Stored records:
——————————
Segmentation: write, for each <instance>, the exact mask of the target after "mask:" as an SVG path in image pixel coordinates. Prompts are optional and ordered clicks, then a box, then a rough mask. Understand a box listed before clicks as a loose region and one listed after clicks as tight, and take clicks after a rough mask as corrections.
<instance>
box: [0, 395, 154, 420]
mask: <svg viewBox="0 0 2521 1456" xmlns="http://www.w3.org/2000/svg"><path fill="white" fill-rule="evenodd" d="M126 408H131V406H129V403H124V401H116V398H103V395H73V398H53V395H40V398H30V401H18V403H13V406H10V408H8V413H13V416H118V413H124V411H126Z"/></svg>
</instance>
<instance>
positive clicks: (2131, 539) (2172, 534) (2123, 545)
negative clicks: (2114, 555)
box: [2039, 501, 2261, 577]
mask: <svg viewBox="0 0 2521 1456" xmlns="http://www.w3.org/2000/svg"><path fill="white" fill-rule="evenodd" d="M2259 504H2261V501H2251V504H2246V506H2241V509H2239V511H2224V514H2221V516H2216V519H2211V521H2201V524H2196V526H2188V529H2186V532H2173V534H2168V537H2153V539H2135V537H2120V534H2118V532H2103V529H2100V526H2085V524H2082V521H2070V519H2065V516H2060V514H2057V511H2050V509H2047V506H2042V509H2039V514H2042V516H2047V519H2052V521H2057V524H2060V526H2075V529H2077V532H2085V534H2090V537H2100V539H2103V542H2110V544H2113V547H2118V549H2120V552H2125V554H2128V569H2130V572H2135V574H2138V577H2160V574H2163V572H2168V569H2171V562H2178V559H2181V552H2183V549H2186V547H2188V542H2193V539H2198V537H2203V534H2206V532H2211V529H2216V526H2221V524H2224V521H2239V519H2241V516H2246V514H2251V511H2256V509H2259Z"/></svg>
——————————
### What you need to do
Only a number is wanted here: how many lines of the data hold the string "clicks".

### Answer for this exercise
3